-- GIVEN REQUEST --
Transcribe the lines of the listing below verbatim, beginning at the line that contains "Task: tag every instance of the ceiling" and continuing through the end of the listing.

(Pointing listing)
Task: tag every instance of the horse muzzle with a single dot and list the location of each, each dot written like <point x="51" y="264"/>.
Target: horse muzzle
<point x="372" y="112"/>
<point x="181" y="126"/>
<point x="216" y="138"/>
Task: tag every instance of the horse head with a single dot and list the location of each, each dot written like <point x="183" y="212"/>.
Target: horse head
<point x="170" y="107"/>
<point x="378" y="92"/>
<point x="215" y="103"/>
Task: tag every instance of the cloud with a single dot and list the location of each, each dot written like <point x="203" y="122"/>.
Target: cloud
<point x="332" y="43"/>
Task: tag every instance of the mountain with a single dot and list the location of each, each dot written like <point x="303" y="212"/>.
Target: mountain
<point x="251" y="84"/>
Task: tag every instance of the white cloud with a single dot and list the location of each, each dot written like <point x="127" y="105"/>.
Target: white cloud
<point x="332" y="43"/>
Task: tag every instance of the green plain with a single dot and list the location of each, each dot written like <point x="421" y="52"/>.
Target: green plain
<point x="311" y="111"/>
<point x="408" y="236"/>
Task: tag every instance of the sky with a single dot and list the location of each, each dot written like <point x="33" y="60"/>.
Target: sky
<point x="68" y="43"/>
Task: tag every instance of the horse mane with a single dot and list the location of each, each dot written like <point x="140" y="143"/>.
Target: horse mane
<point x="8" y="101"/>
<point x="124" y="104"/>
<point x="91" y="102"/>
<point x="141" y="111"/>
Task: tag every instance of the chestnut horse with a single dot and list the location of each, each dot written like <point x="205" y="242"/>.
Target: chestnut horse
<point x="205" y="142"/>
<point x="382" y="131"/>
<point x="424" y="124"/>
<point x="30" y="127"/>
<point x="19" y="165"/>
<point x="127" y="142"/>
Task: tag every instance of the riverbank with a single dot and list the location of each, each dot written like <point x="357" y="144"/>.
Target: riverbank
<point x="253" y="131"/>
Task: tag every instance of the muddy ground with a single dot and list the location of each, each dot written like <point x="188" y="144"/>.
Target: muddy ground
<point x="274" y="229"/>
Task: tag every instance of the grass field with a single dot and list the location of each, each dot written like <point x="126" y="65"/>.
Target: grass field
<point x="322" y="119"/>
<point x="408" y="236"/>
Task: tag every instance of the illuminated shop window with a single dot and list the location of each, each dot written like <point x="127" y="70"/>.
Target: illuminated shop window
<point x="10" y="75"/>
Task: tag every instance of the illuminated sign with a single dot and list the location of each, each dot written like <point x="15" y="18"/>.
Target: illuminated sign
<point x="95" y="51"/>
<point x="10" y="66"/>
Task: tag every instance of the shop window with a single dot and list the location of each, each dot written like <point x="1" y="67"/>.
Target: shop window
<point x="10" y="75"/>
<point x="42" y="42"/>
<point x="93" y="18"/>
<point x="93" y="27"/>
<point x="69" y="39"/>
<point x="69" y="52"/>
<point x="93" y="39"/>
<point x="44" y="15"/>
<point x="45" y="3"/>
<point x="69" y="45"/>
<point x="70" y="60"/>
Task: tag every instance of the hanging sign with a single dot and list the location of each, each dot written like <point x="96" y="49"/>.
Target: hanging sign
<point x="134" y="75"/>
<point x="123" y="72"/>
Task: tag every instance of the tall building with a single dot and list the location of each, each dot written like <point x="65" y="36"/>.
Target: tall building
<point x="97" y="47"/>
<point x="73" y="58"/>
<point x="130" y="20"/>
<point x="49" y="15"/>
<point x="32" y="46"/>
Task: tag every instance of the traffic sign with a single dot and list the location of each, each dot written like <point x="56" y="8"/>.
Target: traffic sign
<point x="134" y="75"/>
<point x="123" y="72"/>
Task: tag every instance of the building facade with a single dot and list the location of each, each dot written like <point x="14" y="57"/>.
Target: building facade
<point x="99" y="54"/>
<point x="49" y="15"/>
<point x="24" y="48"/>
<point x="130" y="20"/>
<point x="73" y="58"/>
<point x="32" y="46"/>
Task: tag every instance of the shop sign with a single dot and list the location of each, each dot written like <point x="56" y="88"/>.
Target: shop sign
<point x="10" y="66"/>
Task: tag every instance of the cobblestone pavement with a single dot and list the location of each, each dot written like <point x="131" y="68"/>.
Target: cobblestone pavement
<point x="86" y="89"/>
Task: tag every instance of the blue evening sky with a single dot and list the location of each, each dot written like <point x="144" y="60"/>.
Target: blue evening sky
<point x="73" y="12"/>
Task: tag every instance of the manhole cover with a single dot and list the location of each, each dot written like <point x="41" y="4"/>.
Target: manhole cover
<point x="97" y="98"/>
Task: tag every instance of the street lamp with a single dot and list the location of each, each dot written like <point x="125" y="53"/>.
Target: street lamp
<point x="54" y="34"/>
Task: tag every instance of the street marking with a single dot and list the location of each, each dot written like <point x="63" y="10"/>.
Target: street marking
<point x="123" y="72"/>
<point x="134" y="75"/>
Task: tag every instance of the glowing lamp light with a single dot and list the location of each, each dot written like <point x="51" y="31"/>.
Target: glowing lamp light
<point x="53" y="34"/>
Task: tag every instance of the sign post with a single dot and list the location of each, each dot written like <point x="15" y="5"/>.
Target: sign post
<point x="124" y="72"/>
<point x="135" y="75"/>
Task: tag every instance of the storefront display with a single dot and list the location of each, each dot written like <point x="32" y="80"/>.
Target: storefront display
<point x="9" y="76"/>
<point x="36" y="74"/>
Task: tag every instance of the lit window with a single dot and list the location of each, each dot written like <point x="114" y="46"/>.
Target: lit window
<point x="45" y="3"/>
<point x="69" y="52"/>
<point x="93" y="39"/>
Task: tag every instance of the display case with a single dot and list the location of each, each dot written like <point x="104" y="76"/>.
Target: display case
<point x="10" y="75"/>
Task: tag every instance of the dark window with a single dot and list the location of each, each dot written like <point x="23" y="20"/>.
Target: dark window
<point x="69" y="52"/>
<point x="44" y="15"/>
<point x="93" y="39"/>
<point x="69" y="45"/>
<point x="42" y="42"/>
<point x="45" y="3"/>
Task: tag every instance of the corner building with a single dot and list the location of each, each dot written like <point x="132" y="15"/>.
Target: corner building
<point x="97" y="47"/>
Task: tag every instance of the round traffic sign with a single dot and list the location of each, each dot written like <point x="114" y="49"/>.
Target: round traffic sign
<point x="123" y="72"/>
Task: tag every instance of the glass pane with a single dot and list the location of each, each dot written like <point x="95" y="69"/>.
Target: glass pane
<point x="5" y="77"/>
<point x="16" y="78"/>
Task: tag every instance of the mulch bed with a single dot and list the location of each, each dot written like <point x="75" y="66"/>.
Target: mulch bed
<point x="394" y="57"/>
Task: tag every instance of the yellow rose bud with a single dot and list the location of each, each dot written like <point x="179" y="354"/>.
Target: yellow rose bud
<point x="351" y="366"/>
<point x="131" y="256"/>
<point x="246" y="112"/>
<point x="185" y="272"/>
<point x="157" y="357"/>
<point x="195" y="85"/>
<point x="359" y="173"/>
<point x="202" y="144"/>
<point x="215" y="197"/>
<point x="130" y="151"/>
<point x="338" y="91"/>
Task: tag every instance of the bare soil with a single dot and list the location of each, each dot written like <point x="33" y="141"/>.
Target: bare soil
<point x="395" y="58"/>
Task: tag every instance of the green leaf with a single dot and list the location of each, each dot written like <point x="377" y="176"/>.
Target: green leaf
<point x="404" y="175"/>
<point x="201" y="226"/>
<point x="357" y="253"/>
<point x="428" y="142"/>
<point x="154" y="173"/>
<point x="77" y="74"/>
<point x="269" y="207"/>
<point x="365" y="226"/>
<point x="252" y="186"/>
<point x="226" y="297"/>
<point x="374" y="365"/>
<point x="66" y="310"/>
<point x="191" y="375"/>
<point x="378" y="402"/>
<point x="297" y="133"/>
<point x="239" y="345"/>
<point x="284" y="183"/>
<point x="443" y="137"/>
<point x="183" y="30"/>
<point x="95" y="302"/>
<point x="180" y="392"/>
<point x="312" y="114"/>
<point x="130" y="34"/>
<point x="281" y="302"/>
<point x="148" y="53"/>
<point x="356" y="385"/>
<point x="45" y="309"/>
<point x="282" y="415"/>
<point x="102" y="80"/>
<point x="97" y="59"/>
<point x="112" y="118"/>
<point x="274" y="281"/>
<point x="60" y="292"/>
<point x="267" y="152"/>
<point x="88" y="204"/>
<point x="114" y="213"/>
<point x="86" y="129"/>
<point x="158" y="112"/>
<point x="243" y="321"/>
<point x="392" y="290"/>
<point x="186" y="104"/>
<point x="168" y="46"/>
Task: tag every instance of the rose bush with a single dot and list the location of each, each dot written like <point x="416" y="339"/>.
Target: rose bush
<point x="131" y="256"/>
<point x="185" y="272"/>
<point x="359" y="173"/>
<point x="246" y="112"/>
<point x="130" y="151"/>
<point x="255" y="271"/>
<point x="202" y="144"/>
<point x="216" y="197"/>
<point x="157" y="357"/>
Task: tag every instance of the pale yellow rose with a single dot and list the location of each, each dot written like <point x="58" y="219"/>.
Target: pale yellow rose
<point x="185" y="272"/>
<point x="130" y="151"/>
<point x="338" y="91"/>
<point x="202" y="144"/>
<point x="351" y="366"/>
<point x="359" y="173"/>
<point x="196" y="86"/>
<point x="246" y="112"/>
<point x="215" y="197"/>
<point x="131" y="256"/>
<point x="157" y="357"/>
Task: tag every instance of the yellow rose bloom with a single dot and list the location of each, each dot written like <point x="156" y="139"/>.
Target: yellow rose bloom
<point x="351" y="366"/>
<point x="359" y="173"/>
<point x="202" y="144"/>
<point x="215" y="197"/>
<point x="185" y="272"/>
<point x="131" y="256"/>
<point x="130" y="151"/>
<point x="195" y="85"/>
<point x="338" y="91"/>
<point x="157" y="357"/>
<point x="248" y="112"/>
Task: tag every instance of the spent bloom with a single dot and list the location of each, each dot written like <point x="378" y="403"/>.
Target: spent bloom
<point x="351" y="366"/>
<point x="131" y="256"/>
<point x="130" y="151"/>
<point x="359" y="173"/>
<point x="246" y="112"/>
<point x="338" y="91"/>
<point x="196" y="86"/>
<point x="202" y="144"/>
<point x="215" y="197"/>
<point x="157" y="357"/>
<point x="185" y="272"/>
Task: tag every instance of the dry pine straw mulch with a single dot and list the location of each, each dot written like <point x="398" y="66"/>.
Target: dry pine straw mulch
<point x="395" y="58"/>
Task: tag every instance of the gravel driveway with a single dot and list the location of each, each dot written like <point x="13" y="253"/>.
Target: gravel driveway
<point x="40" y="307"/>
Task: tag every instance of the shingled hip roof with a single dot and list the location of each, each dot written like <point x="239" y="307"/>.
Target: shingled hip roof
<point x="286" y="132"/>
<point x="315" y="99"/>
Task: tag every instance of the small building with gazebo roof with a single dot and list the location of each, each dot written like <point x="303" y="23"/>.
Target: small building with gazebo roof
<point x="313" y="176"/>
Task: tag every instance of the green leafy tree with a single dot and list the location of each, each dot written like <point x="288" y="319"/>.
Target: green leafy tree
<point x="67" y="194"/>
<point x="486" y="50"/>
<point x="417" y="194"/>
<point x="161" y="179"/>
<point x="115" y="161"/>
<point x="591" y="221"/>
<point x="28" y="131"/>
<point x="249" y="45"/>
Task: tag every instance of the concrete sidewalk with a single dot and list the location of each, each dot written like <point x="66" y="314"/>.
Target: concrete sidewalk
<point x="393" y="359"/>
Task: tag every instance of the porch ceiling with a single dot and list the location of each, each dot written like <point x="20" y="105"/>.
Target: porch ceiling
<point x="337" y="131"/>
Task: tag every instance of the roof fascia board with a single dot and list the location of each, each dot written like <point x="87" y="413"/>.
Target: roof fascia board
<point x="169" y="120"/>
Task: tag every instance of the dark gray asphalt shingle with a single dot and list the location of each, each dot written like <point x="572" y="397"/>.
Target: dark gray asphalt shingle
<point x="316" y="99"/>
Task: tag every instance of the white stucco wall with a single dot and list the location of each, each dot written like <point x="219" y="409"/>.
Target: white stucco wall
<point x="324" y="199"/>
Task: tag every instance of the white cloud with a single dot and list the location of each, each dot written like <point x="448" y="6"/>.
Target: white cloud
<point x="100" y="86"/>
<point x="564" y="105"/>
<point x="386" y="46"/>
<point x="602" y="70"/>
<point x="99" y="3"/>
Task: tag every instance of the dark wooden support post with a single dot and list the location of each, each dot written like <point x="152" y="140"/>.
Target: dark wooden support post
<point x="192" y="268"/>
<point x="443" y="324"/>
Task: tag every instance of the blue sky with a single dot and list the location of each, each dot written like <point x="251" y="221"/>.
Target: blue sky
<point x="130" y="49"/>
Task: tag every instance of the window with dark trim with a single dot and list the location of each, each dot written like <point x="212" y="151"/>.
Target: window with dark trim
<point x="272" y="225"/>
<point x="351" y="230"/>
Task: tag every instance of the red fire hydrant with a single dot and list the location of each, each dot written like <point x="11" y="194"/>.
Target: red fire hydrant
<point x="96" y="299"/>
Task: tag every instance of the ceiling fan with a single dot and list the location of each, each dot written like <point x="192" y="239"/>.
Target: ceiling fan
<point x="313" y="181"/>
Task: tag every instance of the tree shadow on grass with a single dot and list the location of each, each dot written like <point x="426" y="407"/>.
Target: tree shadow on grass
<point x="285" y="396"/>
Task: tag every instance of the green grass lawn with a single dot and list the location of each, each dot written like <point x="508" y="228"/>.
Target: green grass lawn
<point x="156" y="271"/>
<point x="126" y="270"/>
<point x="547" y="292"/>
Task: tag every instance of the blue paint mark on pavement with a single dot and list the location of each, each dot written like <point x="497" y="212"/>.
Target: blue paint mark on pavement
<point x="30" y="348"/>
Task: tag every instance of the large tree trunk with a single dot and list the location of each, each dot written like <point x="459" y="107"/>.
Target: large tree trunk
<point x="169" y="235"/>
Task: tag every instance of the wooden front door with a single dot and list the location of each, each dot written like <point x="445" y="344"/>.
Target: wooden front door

-- REPLY TO THE EXERCISE --
Task: tag every instance of the ceiling fan with a single dot and list the location of each, each dot written like <point x="192" y="239"/>.
Target: ceiling fan
<point x="313" y="181"/>
Task: tag every instance of the tree shadow on grass with a single dot and list the location of each, each dot written like <point x="426" y="407"/>.
Target: tree shadow on grass
<point x="285" y="396"/>
Task: tag every instance of the green grass lawn with a single dot and list the location of each, each dot written like <point x="508" y="228"/>.
Target: green grass lawn
<point x="156" y="271"/>
<point x="126" y="270"/>
<point x="547" y="292"/>
Task: tag every instance of the blue paint mark on pavement with a single dot and list the location of each, each dot written like <point x="497" y="212"/>.
Target: blue paint mark on pavement
<point x="30" y="348"/>
Task: tag every instance of the large tree trunk with a single dot and list the location of each, each dot written like <point x="459" y="107"/>.
Target: large tree trunk
<point x="169" y="235"/>
Task: tag every instance of the wooden front door with a single dot and list the location of each, each dot written like <point x="445" y="344"/>.
Target: wooden front door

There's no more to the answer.